→ **What you have to do**: Copy out each line below exactly as it appears.

Items from a dataset:
────

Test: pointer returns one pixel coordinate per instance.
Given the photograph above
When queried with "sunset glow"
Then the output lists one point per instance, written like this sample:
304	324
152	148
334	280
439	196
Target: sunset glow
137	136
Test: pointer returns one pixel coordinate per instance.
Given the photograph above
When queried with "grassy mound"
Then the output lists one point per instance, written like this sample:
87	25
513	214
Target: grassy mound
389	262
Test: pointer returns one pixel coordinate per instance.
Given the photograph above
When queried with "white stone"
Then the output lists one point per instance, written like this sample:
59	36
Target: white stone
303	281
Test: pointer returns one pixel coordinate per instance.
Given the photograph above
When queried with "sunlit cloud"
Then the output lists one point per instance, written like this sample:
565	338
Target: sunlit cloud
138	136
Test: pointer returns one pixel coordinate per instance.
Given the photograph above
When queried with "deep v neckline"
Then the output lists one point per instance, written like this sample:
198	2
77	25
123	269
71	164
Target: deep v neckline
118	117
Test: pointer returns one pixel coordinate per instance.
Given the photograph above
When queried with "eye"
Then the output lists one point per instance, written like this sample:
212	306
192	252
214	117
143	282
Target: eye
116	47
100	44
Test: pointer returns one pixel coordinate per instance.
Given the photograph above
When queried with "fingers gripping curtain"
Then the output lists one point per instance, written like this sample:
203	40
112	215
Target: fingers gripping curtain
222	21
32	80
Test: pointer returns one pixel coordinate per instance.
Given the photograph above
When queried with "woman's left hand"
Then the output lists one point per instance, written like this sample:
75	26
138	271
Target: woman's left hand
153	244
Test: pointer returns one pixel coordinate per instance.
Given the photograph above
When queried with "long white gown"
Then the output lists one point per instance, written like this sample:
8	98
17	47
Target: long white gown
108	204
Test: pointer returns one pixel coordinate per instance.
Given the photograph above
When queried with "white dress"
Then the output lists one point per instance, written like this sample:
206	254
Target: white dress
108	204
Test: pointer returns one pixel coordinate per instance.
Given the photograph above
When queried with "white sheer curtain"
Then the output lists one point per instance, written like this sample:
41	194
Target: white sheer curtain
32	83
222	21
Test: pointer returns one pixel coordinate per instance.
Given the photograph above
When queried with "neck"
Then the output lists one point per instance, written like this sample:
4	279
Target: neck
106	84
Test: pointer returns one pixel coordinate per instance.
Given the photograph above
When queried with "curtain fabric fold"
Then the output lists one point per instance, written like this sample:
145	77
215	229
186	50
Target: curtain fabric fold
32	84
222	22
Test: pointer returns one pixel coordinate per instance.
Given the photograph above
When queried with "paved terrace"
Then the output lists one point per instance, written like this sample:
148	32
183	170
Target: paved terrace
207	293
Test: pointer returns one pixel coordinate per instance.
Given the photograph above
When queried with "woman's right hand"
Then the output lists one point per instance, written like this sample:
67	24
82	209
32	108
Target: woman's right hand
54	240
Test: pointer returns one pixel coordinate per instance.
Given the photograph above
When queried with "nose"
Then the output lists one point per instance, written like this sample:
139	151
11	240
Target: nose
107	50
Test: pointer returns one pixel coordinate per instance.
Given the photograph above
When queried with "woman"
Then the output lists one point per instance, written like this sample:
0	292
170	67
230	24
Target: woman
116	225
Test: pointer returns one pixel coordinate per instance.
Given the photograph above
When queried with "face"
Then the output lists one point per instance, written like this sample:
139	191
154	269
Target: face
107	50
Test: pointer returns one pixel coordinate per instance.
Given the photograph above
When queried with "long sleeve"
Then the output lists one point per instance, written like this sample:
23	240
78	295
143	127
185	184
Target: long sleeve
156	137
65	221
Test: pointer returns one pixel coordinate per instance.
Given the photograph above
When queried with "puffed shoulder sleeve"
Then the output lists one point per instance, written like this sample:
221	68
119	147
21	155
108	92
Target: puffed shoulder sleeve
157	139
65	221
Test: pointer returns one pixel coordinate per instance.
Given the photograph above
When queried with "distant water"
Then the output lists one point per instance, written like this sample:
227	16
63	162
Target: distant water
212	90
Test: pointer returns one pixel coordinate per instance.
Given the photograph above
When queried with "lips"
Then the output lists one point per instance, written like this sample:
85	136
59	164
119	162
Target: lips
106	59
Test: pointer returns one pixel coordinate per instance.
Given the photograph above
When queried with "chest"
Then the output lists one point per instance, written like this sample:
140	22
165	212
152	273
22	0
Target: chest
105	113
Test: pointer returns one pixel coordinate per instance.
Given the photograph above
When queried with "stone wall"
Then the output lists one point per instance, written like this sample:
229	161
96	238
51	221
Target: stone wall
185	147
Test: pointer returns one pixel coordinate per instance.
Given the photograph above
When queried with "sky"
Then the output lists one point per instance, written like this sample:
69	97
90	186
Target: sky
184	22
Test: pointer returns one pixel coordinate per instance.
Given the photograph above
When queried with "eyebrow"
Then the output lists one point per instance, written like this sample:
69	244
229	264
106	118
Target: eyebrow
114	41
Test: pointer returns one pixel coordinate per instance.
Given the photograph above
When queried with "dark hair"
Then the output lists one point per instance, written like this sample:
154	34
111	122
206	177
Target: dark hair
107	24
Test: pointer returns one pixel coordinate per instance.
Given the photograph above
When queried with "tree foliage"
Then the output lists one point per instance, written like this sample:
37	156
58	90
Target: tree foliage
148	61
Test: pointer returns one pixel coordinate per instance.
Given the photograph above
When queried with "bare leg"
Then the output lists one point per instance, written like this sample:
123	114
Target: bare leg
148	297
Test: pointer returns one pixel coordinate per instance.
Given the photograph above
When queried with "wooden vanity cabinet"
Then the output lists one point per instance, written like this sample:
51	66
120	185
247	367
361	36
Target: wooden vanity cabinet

────

→ **Written solution**:
Test: pointer returns one pixel coordinate per instance.
Given the photograph above
When queried with "sunset glow"
Then the output lists one point per instance, written like this sample:
304	324
152	148
334	280
439	196
Target: sunset glow
137	136
Test: pointer returns one pixel coordinate per instance.
Given the photograph above
When queried with "grassy mound"
Then the output lists one point per instance, written like this sample:
87	25
513	214
Target: grassy mound
389	262
Test: pointer returns one pixel coordinate per instance.
Given the photograph above
When queried with "white stone"
Then the output lists one point per instance, written like this sample:
59	36
Target: white stone
303	281
Test: pointer returns one pixel coordinate per instance.
Given the photograph above
When queried with "sunlit cloud"
Then the output lists one point per instance, written like this sample:
565	338
Target: sunlit cloud
138	136
Test: pointer returns one pixel coordinate per instance.
Given the photograph above
When queried with "deep v neckline"
Then the output lists one point per instance, written like this sample:
198	2
77	25
123	269
71	164
Target: deep v neckline
118	117
Test: pointer returns one pixel coordinate per instance.
Given the photograph above
When queried with "eye"
Then the output lists one point per instance, written like this sample:
212	306
192	252
214	117
143	282
Target: eye
116	47
100	44
Test: pointer returns one pixel coordinate per instance.
Given the photograph above
When queried with "fingers gripping curtain"
Then the output lists one point per instance, written like this sample:
203	40
112	215
Target: fingers gripping curtain
222	21
32	80
Test: pointer returns one pixel coordinate per instance.
Given the photograph above
When queried with "woman's left hand"
Then the output lists one point per instance, written like this sample:
75	26
138	271
Target: woman's left hand
153	244
Test: pointer returns one pixel coordinate per instance.
Given the photograph above
When queried with "long white gown"
Then the output lists one point per instance, written like this sample:
8	98
17	47
Target: long white gown
108	204
Test: pointer returns one pixel coordinate per instance.
Given the photograph above
When queried with "white dress"
Then the output lists one point per instance, written like this sample:
206	254
Target: white dress
108	204
Test: pointer returns one pixel coordinate per instance.
Given the photograph above
When queried with "white sheer curtain"
Then the output lists one point per instance, written like this sample:
41	194
Target: white sheer curtain
32	83
222	21
Test: pointer returns one pixel coordinate per instance.
Given the photograph above
When queried with "neck"
Then the output lists one point per instance, written like this sample:
4	279
Target: neck
106	84
Test: pointer returns one pixel coordinate per instance.
Given the photograph above
When queried with "curtain fabric fold"
Then the output lists one point per instance, written like this sample:
145	77
215	229
186	50
Target: curtain fabric fold
32	84
222	22
Test: pointer returns one pixel coordinate per instance.
Given the photograph above
When queried with "paved terrace"
Then the output lists one point per instance, written like this sample:
148	32
183	170
Target: paved terrace
207	293
Test: pointer returns one pixel coordinate per instance.
Given the photograph above
When queried with "woman's right hand"
Then the output lists one point per instance, written like this sample:
67	24
82	209
32	108
Target: woman's right hand
54	240
Test: pointer returns one pixel coordinate per instance.
Given the photograph above
When queried with "nose"
Then the output lists one point per instance, written like this sample:
139	151
11	240
Target: nose
107	50
Test: pointer returns one pixel coordinate per instance.
Given the photograph above
When queried with "woman"
Then the output lists one point per instance, written like this sample:
0	292
170	67
230	24
Target: woman
116	225
Test: pointer returns one pixel coordinate per instance.
Given the photograph above
When queried with "face"
Then the output lists one point per instance, written like this sample:
139	191
154	269
Target: face
107	50
Test: pointer returns one pixel coordinate per instance.
Given the photograph above
When queried with "long sleeve"
Then the output lists one point per instance, written like this sample:
23	240
78	295
143	127
185	184
Target: long sleeve
156	137
65	221
Test: pointer returns one pixel coordinate per instance.
Given the photograph above
When queried with "puffed shoulder sleeve"
Then the output lists one point per instance, written like this sample:
221	68
119	147
21	155
108	92
Target: puffed shoulder sleeve
157	139
65	221
Test: pointer returns one pixel coordinate per instance.
Given the photograph above
When queried with "distant water"
Then the output lists one point per instance, written like this sample:
227	16
63	162
Target: distant water
212	90
Test: pointer returns one pixel coordinate per instance.
Given the photograph above
When queried with "lips"
Then the output lists one point per instance, written like this sample:
85	136
59	164
119	162
Target: lips
106	59
Test: pointer returns one pixel coordinate per instance.
Given the photograph above
When queried with "chest"
Then the output lists one point per instance, written like this sample:
140	22
165	212
152	273
22	0
Target: chest
105	113
Test: pointer returns one pixel coordinate per instance.
Given the photograph above
When queried with "stone wall"
Then the output lists one point per instance, written like this sample:
229	161
96	238
51	221
Target: stone wall
185	147
Test: pointer returns one pixel coordinate per instance.
Given the photograph above
When queried with "sky"
Then the output lists one point per instance, written like this sample:
69	97
90	186
Target: sky
184	22
Test: pointer returns one pixel coordinate per instance.
Given the photograph above
When queried with "eyebrow"
Then the output lists one point per instance, written like this sample:
69	244
229	264
106	118
Target: eyebrow
114	41
Test: pointer returns one pixel coordinate per instance.
Given the photograph above
When queried with "dark hair"
Then the output lists one point per instance, written like this sample:
154	34
111	122
206	177
Target: dark hair
107	24
Test: pointer returns one pixel coordinate per instance.
Given the photograph above
When queried with "tree foliage"
Then the output lists one point per instance, written like this sample:
37	156
58	90
Target: tree foliage
148	61
Test: pointer returns one pixel coordinate per instance.
Given the photograph above
When queried with "bare leg"
Then the output lists one point per instance, written like this sample:
123	114
Target: bare leg
148	297
Test: pointer returns one pixel coordinate per instance.
Given the photograph above
When queried with "wooden vanity cabinet"
Then the output lists one point per instance, written like this sample:
51	66
120	185
247	367
361	36
Target: wooden vanity cabinet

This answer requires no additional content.